HH 77-18HH 77-182018
Viewing: Word Document
Loading document...
Full text archive

Judgment text copy

A clean reading copy is shown below. Use Download for the original formatted document.
### Preamble
1
HH 77-18
HC 12541/16
---------


THE REGISTRAR-GENERAL GHANA

versus

MASTER OF THE HIGH COURT

and

NANA ADAWOA OFOOBEA BOOHENE

and

FELICIA ADWOA BOOHENE

and

YAW AWUK BOOHENE

and

KWESI AKORE BOOHENE

and

KOFI ASIEDU BOOHENE

HIGH COURT OF ZIMBABWE

HUNGWE J

HARARE, 5 October 2017 & 7 February 2018

Opposed Application

P Musendo, for the applicant

J Dondo, for 2nd respondent

No appearance for 1st, 3rd, 4th, 5th, & 6th respondents

HUNGWE J:	Applicant seeks an order in the following terms;

“1.	The holding of edict meetings by 1st respondent is hereby declared illegal. The meetings held on 3rd August and 19th August 2016 and 14th November 2016 presided over by 1st respondent are hereby set aside.

2.	The 1st respondent’s withdrawal of Letters of Administration issued in favour of applicant is hereby set aside.

3. 	The appointment of 2nd respondent as executor of the Estate Late Edward Hekaku Boohene is hereby set aside.

4.	Applicant be and is hereby confirmed as the executor in the Estate Late Edward Hekaku Boohene and shall continue as such.

5.	Respondents to pay costs on an attorney client scale if they are opposed to this application.”

The second respondent filed a counter-application seeking an order in the following

terms:

“It is hereby declared that:

The last will and testament executed at Accra, Ghana, which is attached to the main application as Annexure ‘B’ shall not apply to the administration of the estate property of the late Edward Hekaku Boohene which is located at Harare, Zimbabwe.

The late Edward Hekaku Boohene’s property located at Harare, Zimbabwe shall be administered and distributed in accordance with the applicable estate laws of Zimbabwe.

The applicant in the main court application shall pay the costs of this counter-application to the 2nd respondent in the main application.”

The sole issue in this application is whether the Master of the High Court’s decision to revoke foreign letters of administration that he had previously accepted is reviewable.

The background to the application.
☆ ☆ ☆ ☆ ☆
What is being asked
Carry on the court judgment about the Boohene estate, starting after its final line, "The background to the application." The items after the judgment text play no part in the work.

Dataset content
☆ ☆ ☆ ☆ ☆
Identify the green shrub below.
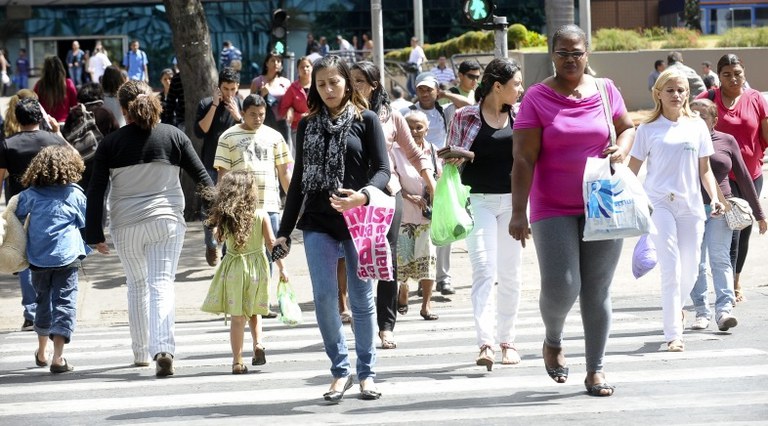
☆ ☆ ☆ ☆ ☆
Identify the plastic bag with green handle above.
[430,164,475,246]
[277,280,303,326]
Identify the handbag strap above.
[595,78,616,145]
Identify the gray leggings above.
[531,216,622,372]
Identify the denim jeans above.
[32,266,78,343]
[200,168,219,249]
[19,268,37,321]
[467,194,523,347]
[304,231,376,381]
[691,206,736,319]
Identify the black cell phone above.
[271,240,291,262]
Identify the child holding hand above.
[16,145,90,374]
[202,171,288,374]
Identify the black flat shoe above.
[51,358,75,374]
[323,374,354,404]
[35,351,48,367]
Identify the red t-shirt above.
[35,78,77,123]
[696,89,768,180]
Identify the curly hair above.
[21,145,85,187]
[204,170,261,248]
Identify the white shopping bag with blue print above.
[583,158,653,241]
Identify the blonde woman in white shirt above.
☆ ☆ ☆ ☆ ☆
Response
The applicant is the Administrator General of Ghana. By virtue of a written will, applicant was appointed Executor and Trustee of the late Edward Hekaku Boohene (“the deceased”) who died in Ghana on 7 October 2008. The High Court of Ghana confirmed the applicant as Executor of the said estate in terms of the deceased’s will (“the will”). The deceased owned immovable property registered in his name in Zimbabwe at the time of his death. By reason of the location of the property, it was necessary to register the estate in Zimbabwe for the purposes of administering that portion of the estate. It was duly registered under DR 1130/10. The applicant appointed legal practitioners of record to handle its affairs in respect of the estate in Zimbabwe.  Second to sixth respondents are the children of the deceased. There was a dispute between second to sixth respondent and applicant in Ghana over the estate. The matter was eventually heard in the High Court of Ghana. The second to sixth respondent lost their High Court challenge of the will in Ghana. They appealed. The dispute involved the property situated at Harare, known as 16A Enterprise Road, Glen Lorne, Harare.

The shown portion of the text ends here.